Text passage:
----------------------------------------

What happened

Uber (NYSE:UBER) saw its stock price decline by 14.4% in June, according to data provided by S&P Global Market Intelligence.

The ride-hailing company's shares remain flat year to date but are still down around 31% from its IPO price of $45 back in May of last year.

Lady waiting for hailed ride with mobile phone in hand

Image source: Getty Images.

So what

The COVID-19 pandemic has dealt a severe blow to Uber's core ridesharing business. Lockdowns and movement control orders around the world have resulted in significantly lower ride reservations, with bookings plunging by 80% in April. Although the situation improved somewhat in May (as mentioned on CEO Dara Khosrowshahi's conference call to speak about Uber's first-quarter earnings) with increases in bookings in San Francisco, Los Angeles, Chicago, and a few other locations, the overall business remains under considerable pressure.

In May, Uber made two announcements regarding staff reductions, once on May 6 and again on May 18. According to the first announcement, around 3,700 full-time employees will be made redundant as the company cuts its customer support and recruiting teams. The May 18 announcement added on another 3,000 layoffs, and the total severance and termination benefits to be paid out amount to around $145 million to $180 million. These cuts highlight the extent of the damage being wreaked by the virus. In addition to the layoffs, Uber has also closed 45 offices, incurring up to another $80 million in the process.

----------------------------------------

Information:
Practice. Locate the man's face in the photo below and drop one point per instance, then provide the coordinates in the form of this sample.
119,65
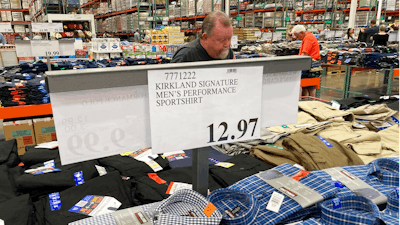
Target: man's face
217,45
299,36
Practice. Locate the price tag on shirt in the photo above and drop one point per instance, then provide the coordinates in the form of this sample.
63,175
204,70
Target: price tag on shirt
275,202
6,28
203,106
45,48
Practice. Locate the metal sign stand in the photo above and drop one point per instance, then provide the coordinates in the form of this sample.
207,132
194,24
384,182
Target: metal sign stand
80,80
200,167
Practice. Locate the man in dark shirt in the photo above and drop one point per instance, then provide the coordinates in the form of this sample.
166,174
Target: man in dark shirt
370,31
214,42
382,37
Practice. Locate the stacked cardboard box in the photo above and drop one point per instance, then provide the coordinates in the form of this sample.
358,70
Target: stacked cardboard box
25,4
192,4
22,131
248,34
6,16
238,32
30,132
16,4
17,16
175,36
5,4
19,29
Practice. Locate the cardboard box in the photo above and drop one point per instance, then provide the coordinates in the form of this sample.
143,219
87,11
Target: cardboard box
22,131
45,130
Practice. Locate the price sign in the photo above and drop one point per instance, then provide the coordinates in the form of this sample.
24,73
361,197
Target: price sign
234,41
98,123
203,107
47,27
56,27
40,27
45,48
6,28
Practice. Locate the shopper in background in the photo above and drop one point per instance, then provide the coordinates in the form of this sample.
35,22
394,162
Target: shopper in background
370,32
349,34
213,44
24,37
147,38
381,38
136,37
309,47
37,36
2,39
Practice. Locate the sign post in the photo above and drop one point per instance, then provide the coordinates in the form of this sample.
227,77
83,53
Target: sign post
222,102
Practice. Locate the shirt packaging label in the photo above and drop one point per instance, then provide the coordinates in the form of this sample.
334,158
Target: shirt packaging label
131,216
293,189
78,176
55,201
356,185
325,141
94,205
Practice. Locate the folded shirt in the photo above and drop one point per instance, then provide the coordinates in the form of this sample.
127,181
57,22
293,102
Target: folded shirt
258,189
350,210
185,207
391,215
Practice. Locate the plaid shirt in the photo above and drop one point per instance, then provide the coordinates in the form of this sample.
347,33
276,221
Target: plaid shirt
391,215
386,170
255,187
353,210
175,210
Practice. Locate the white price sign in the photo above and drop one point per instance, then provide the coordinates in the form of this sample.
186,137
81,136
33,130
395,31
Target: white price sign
98,123
192,108
234,40
47,27
6,28
56,27
40,27
45,48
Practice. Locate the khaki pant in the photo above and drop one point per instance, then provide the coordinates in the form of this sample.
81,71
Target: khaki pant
323,112
363,142
378,112
391,138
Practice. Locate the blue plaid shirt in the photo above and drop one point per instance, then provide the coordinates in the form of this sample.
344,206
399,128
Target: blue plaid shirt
255,187
391,215
381,174
352,210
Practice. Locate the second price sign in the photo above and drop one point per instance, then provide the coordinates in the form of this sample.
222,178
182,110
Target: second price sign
193,108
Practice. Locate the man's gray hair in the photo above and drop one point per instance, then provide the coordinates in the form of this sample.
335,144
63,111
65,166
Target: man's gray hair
210,21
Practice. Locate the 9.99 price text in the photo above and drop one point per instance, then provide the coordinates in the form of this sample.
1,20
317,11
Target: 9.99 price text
91,140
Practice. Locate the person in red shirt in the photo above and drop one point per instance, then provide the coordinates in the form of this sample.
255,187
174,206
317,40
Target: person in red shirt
309,47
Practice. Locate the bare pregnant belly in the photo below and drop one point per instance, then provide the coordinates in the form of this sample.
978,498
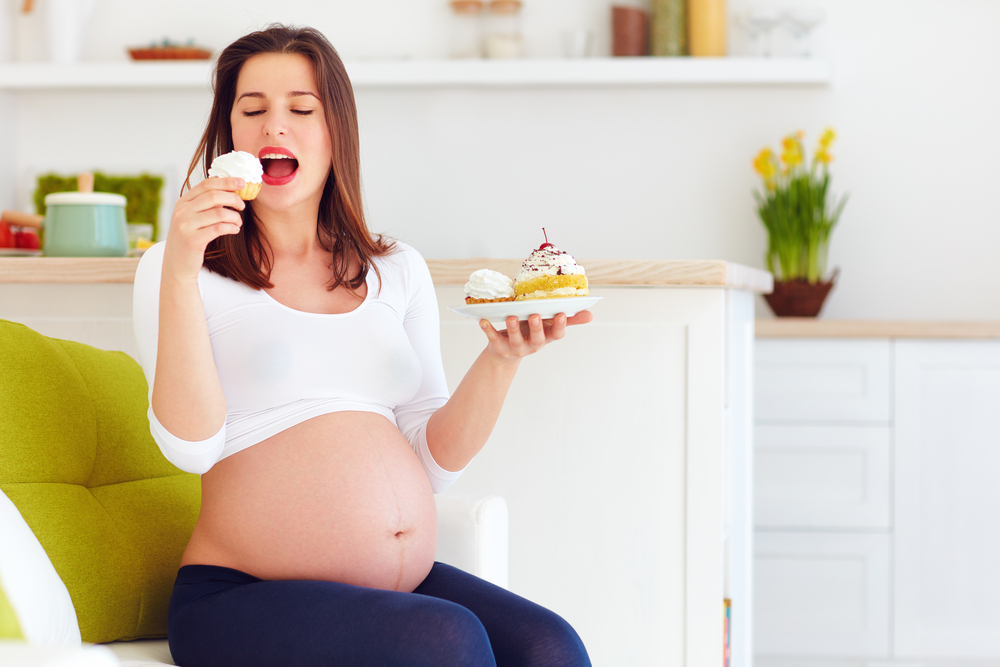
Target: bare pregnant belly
341,497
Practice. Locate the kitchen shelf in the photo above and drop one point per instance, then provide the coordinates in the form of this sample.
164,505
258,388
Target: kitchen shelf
444,73
601,272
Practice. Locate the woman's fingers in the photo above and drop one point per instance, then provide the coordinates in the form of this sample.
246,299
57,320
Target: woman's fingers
558,327
514,337
521,338
536,332
492,334
582,317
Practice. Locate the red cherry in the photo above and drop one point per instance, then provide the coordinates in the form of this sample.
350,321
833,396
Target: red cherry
546,244
26,240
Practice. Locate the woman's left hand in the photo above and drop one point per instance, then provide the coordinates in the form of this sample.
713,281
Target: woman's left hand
522,338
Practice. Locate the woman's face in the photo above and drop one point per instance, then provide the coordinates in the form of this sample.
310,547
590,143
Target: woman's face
278,116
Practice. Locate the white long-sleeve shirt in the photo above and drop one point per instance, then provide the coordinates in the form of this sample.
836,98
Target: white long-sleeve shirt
280,366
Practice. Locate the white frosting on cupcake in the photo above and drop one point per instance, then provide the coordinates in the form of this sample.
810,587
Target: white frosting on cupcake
238,164
488,284
549,261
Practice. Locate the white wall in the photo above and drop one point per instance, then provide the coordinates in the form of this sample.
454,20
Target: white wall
617,172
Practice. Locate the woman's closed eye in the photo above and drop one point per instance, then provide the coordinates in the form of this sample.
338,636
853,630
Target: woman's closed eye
298,112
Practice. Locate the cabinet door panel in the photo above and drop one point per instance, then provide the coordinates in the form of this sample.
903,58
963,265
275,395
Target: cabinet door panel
821,595
822,380
947,500
822,476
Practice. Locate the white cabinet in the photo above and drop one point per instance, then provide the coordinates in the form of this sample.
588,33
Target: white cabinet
799,380
877,502
821,497
821,594
947,556
822,476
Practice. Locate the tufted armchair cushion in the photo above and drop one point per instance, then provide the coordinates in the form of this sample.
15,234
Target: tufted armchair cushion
78,462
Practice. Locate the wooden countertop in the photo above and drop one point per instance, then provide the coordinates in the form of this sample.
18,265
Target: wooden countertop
600,272
807,327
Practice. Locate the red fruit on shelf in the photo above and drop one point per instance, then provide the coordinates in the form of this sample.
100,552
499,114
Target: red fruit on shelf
6,236
546,244
26,240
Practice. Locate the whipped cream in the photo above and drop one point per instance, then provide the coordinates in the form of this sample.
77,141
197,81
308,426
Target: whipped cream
550,261
488,284
238,164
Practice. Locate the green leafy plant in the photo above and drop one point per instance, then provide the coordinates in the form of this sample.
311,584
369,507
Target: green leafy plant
142,193
797,208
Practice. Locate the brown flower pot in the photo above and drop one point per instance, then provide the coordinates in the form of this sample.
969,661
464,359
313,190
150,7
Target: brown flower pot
798,298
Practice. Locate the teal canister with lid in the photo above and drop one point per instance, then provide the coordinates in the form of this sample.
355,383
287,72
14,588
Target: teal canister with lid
85,224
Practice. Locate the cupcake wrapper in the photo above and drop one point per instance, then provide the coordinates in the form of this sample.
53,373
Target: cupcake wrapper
249,191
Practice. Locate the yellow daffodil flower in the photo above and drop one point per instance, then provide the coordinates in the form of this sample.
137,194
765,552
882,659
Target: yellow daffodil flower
828,136
765,165
823,156
792,153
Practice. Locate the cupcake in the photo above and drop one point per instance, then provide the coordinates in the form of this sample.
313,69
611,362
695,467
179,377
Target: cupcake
486,286
550,273
240,164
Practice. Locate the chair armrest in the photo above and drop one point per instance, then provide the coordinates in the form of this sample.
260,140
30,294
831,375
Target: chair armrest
19,654
472,535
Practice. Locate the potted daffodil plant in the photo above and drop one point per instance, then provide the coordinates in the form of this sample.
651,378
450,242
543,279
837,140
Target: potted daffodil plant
799,213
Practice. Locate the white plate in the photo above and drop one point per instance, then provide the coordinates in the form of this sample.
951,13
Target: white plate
19,252
547,308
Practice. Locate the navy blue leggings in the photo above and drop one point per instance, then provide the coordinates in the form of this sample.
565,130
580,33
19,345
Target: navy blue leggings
220,617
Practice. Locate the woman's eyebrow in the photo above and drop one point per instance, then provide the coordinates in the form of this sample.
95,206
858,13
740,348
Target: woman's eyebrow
292,93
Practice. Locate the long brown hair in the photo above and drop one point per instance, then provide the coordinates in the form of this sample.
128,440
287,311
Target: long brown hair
246,256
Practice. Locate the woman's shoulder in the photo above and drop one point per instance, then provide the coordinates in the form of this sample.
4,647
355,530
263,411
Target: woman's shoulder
401,255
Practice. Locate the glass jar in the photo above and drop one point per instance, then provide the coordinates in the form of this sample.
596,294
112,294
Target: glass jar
466,29
503,37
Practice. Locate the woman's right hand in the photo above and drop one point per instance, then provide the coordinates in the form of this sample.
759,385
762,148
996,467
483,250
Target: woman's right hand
205,212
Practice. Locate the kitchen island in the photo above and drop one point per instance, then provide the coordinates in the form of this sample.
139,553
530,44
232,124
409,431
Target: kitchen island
623,451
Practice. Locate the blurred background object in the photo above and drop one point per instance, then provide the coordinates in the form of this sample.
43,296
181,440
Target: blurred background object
577,43
668,28
759,24
801,21
707,28
629,31
466,29
504,38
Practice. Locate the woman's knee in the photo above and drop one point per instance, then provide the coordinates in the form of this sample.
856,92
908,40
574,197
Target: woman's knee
550,642
454,636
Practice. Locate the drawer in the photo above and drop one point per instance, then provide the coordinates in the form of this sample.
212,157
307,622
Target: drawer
822,380
821,595
822,476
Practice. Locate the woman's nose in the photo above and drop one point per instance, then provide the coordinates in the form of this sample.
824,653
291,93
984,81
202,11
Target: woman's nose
275,126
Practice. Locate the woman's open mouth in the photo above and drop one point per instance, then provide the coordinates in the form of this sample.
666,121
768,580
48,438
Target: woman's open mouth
279,165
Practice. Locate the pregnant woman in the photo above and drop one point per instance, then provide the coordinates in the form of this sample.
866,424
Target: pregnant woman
293,360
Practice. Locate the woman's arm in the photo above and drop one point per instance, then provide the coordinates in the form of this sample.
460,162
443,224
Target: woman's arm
188,406
460,428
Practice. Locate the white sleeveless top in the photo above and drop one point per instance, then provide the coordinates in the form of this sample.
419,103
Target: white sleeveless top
280,366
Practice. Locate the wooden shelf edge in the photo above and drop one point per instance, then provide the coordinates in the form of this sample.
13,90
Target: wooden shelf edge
600,272
806,327
67,270
646,71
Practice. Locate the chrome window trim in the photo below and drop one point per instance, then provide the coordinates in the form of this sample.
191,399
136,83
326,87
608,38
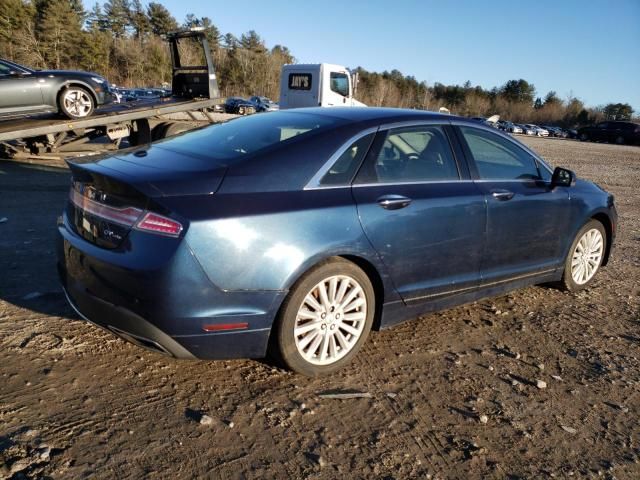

----------------------------------------

Brief 1: In the article on Uber's June stock drop, how many offices does it say Uber closed?
Brief 2: Extend the article on Uber's June stock drop, picking up right after its last sentence.

Answer 1: 45 offices.

Answer 2:
As a result, Uber is now much leaner. It has 6,700 fewer workers on staff and is also paying less in rental costs due to its office closures. The company was in negotiations with Grubhub, a food delivery outfit, to combine it with Uber Eats, but unfortunately, that deal fell through.

It doesn't help that Uber continued to report a weak set of numbers for its first quarter, even before the full impact of the coronavirus hit the company. Although revenue grew by 14.3% year over year to $3.5 billion during the quarter, the operating loss widened by 22% year over year to $1.26 billion. Free cash flow continued to be absent as the company reported negative operating cash flow. 

This dismal set of earnings, combined with the anticipated huge hit to Uber's books for the second quarter, is sure to disappoint even the most ardent optimist.

Now what

Investors may argue that the worst may have been priced in and that Uber's shares offer great value at this juncture. However, with the second wave of infections gaining momentum across the US, it seems the pandemic is once again gathering pace. With no end in sight, investors should brace for more red ink from the company.